Problem to solve: The response must reproduce exactly every line of the material below holding the word "mountain".

Records supplied:

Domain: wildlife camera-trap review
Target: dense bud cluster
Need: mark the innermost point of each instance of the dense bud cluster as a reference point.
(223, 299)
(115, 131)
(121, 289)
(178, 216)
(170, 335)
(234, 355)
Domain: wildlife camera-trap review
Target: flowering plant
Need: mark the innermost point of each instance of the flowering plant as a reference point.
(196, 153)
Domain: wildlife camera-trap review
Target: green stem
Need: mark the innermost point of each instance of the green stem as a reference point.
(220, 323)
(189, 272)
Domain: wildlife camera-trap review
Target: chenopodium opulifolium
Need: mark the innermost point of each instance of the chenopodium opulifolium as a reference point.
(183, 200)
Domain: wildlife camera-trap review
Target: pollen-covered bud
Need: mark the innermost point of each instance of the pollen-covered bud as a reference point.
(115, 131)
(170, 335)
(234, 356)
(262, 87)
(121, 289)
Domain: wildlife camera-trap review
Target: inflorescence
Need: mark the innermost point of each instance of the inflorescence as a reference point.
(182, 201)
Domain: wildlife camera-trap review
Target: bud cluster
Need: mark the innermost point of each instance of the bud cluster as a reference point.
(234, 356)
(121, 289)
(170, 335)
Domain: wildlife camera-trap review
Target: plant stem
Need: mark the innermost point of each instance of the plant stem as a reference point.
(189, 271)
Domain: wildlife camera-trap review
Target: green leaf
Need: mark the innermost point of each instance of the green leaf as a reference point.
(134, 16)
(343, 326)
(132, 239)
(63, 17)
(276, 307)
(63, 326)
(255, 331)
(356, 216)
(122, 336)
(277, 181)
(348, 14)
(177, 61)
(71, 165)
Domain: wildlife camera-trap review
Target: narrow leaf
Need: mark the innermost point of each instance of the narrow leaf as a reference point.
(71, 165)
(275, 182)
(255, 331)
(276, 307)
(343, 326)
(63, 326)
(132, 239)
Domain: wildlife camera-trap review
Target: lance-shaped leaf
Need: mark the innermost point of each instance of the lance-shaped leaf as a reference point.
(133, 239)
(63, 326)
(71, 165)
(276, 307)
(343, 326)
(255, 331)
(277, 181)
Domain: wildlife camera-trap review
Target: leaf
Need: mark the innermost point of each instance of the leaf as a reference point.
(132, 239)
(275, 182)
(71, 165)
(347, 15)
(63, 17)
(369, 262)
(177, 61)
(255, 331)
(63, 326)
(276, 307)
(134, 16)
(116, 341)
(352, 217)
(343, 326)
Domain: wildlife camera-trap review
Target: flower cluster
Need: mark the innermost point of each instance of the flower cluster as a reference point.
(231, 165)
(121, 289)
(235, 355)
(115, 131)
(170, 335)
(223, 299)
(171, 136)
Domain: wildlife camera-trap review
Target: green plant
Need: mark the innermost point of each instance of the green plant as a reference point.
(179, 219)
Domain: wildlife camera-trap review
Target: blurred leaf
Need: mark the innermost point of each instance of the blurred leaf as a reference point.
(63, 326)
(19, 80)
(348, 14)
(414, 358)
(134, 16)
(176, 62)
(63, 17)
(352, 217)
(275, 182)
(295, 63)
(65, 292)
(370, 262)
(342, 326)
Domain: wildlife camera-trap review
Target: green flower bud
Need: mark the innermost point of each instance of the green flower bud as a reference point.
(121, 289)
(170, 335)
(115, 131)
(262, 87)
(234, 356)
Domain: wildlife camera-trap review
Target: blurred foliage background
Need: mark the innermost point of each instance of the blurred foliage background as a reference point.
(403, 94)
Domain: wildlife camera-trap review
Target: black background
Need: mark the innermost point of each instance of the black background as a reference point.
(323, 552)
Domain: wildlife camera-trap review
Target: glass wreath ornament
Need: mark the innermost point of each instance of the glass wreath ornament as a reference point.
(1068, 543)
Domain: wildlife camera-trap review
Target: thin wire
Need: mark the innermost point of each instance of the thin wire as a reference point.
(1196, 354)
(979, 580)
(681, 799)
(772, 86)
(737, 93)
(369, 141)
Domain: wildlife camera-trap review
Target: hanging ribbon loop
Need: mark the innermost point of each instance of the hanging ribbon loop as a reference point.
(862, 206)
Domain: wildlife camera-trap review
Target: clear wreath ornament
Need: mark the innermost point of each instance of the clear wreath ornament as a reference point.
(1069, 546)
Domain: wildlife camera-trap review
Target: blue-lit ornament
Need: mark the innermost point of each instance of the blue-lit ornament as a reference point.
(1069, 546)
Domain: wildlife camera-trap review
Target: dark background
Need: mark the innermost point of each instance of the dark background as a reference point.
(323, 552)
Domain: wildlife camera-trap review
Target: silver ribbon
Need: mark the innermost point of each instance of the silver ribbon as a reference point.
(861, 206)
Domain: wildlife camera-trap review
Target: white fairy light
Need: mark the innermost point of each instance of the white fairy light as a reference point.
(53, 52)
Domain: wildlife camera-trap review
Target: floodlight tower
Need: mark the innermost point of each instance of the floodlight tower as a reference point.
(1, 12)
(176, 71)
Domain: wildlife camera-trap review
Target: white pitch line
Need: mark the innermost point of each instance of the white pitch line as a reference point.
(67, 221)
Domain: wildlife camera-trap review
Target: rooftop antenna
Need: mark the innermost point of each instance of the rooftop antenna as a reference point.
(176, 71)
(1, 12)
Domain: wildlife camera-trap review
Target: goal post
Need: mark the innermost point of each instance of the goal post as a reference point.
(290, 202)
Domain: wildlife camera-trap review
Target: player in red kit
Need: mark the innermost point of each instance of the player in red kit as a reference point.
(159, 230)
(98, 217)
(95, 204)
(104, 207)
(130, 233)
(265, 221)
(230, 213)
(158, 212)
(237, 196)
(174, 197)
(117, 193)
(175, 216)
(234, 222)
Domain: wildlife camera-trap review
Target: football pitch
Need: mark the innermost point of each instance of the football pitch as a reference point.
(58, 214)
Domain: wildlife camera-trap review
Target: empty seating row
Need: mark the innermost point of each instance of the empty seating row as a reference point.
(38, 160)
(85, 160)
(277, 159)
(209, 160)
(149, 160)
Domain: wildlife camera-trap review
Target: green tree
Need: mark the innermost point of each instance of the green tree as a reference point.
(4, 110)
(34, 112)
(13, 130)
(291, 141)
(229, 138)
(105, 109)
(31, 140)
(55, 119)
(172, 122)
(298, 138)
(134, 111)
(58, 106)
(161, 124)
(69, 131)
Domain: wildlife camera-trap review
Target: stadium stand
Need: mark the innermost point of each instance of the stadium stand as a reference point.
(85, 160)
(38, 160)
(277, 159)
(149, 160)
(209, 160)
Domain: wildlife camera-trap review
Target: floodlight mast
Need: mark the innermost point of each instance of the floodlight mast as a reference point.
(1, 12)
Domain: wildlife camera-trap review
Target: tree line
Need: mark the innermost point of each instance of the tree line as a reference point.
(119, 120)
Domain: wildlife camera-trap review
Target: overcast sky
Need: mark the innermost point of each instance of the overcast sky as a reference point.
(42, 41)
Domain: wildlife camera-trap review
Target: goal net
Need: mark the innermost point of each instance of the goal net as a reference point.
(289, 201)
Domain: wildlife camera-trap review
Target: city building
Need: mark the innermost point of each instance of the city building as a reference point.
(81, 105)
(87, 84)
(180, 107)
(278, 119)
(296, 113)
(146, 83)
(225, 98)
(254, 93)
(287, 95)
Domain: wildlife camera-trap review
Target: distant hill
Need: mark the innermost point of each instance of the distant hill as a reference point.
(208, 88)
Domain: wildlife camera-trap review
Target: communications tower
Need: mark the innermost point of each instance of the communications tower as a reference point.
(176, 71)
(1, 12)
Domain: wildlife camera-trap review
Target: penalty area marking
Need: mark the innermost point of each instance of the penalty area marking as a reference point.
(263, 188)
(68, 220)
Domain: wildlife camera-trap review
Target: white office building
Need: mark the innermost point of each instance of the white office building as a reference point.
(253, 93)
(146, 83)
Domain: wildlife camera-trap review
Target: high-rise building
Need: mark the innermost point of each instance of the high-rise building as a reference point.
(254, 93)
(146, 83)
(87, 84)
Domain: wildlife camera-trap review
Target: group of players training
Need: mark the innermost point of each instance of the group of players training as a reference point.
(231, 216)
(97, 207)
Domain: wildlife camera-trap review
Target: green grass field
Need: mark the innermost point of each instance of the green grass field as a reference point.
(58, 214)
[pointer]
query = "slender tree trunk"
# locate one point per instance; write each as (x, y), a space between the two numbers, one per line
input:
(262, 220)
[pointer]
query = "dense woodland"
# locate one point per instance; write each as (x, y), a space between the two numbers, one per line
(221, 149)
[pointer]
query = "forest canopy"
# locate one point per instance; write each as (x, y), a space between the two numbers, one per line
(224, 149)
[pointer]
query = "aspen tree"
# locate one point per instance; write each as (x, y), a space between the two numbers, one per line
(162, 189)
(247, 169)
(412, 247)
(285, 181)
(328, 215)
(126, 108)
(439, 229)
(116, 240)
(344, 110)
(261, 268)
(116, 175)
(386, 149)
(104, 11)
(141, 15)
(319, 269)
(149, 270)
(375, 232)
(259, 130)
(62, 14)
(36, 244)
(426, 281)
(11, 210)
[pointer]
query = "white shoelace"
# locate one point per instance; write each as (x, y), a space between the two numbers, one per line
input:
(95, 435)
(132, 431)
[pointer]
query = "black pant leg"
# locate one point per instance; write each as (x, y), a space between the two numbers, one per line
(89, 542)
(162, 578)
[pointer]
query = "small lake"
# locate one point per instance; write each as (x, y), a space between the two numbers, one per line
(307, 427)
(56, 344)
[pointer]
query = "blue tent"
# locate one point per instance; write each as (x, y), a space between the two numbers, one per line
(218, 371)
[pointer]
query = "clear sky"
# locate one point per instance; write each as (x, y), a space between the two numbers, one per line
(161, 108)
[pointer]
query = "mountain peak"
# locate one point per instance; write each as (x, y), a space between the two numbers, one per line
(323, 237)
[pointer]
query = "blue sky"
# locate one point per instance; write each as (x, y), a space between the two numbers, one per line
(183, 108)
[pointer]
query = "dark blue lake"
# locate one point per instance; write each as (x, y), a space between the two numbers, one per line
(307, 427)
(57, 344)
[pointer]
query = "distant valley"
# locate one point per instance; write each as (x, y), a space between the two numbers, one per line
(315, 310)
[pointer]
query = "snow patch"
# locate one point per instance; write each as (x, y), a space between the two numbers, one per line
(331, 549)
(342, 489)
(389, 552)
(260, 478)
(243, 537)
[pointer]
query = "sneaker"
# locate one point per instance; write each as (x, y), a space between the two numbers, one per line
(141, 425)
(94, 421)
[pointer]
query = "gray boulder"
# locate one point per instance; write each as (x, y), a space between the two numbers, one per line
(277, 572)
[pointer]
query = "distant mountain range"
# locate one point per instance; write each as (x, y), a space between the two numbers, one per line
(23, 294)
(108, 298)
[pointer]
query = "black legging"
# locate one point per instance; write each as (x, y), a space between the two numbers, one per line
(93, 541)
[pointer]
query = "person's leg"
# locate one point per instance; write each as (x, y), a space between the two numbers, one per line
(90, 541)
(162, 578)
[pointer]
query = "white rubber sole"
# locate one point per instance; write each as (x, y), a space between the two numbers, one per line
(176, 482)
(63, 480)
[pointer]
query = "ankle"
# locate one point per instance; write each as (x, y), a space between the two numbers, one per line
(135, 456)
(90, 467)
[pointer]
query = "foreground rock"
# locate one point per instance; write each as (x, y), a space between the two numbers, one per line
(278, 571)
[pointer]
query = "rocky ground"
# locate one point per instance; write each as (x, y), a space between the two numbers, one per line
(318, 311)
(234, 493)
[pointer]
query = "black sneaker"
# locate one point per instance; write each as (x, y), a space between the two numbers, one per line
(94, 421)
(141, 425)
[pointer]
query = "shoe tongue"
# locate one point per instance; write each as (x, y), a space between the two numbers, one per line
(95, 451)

Solution to this exercise:
query = "mountain peak"
query = "distant mountain range"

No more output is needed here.